_Check your understanding_.
[A] In the report on family detention, why have immigrant rights advocates and lawyers called the DHS decision "controversial"? Answer in one to three sentences.
[B] Can you pick up the report on family detention after its last sentence and carry it on?

START Page text

The U.S. Department of Homeland Security is set to expand detention facilities housing apprehended undocumented immigrant families. Immigrant rights advocates and lawyers have called the DHS decision "controversial" due to existing detention facility conditions.

Based on her previous experience visiting detention facility centers, the Women's Refugee Commission's Migrant Rights and Justice Director Michelle Brané said the detention of families is a "mistake," and it's "difficult to implement in a humane manner."

Many problems they've seen in previous detention facilities still exist at locations like the Artesia detention facility in New Mexico. Of the several detention facilities immigration rights advocates and legal experts visited, children were held in conditions resulting in breakdowns of family relationships, suicidal thoughts and weight loss.

Brané said the current screening procedures are "extremely arbitrary." Instead of being a "transitional process" of being screened or receiving assistance in court, low or no-bond policies are in place instead. In some cases, facilities are in remote areas and legal counsel is difficult to get.

National Immigrant Justice Center's Director of Policy Royce Murray said family detention centers are a source of "much disappointment." She noted most of the recent arrivals come from countries with high rates of domestic violence, and a "vast majority" of women in detention are victims of sexual assault and violence. Murray said the detention facilities in the U.S. may be "re-traumatizing" women and their children.

The NIJC director of policy said the family detention centers are inadequate to meet counseling and medical attention needs. Murray added the only therapeutic service at the Artesia facility was conducted by video teleconferencing such as Skype.

END Page text
START Data for review

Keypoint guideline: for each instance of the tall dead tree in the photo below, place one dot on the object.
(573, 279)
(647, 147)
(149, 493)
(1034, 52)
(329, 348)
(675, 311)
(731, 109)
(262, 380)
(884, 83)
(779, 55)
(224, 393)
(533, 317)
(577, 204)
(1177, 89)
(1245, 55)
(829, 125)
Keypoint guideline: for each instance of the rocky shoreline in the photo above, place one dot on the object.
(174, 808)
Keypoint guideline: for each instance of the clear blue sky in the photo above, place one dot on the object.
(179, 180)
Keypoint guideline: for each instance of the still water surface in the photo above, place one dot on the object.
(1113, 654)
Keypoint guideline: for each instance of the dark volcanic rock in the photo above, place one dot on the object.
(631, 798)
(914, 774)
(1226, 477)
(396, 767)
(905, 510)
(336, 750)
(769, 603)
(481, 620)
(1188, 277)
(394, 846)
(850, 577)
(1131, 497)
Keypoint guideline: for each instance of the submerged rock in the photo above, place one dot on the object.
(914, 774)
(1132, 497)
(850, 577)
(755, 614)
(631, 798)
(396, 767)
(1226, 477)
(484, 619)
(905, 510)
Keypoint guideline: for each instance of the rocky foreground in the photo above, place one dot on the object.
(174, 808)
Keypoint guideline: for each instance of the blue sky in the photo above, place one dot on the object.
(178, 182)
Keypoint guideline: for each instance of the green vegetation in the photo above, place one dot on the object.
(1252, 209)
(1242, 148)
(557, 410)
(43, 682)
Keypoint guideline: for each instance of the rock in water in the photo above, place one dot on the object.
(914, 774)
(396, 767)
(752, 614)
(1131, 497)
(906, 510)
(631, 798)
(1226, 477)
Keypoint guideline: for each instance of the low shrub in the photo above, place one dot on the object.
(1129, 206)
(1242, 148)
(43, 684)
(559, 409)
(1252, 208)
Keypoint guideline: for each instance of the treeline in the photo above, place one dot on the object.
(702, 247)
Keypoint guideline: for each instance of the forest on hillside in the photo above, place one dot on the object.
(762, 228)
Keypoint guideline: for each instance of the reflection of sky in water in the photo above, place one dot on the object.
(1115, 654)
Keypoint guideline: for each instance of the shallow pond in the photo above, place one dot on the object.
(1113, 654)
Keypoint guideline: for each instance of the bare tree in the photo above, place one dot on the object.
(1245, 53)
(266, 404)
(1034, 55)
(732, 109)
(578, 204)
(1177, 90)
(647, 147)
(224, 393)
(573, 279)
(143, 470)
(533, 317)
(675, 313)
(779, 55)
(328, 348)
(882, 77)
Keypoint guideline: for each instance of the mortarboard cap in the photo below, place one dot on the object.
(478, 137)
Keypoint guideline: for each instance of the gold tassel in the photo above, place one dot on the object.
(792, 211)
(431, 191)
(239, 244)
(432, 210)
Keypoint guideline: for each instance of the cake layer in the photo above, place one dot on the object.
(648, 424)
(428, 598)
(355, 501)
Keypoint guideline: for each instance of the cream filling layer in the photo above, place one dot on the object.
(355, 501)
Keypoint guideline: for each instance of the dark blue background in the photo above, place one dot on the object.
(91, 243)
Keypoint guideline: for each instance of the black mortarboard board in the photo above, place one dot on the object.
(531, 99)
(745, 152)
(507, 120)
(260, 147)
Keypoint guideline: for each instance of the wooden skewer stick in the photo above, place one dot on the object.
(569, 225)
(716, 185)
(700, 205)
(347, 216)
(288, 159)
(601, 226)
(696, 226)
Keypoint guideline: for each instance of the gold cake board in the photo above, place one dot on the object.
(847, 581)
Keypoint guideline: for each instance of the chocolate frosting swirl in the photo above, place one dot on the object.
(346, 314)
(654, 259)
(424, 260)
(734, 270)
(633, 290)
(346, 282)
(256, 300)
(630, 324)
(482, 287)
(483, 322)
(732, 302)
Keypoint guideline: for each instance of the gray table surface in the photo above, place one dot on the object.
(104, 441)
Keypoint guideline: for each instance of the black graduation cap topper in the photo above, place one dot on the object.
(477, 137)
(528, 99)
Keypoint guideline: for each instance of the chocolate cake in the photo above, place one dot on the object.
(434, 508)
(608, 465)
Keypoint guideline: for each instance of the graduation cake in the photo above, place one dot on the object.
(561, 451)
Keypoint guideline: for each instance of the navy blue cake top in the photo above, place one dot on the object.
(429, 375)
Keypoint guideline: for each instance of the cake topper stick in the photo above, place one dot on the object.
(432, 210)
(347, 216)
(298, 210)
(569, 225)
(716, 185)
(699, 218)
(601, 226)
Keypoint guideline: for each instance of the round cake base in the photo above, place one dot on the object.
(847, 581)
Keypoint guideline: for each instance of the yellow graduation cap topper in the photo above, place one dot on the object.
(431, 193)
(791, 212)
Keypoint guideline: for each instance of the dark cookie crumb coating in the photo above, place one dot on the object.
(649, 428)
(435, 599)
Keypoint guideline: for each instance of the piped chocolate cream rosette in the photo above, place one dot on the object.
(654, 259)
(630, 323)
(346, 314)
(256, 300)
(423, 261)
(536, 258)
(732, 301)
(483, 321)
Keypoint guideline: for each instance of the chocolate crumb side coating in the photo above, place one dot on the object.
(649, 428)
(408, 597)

END Data for review

_Results_.
[A] They called it "controversial" because of the conditions in existing detention facilities.

[B]
Murray said the detention conditions provide no time for detained families to recover, and the opportunity to speak to counsel is critically important but "quite difficult." Mothers have to be with their children at all times, but it may prevent women from being more open about their issues, thus, it can affect their case to stay in the U.S.

Former president of the American Immigration Lawyers Association Laura Lichter said she was "shocked" and "deeply disturbed" based on the conditions at Artesia even one month after the facility first opened. Lichter noted four of five cases were viable asylum cases, notably due to domestic violence case, but "credible fear" findings have dropped because of pressure from the Obama administration to increase deportation rates.

The actual time between "clocking a case and closing a case" is six and a half days, but the time frame is "unworkable" for detained families to understand their options and access claims for important interviews.

"The government has aggressively pursued a no-bond policy," Lichter said, adding that the same policy has been used for accused terrorists.

The biggest issues, according to Lichter, is that the detained families do not have adequate due process, and it is difficult to win a case unless a lawyer is provided for the undocumented immigrants.

"All I can see is [detained immigrant families] are being treated as political pawns," Lichter said. She added the current government policy "does absolutely nothing to stop future migration flows. ... We are not following our own laws."

According to U.S. Conference of Catholic Bishops' Director of the Office of Migration and Refugee Policy Kevin Appleby, if people undermine the due process of the families in the detention centers, "We are less of a nation."

Brané said detention is expensive and costs higher for families. While specific figures may vary by need and location, Brané said detention costs $160 to $260 per person, per day. For the year, the costs could accumulate to $250 million.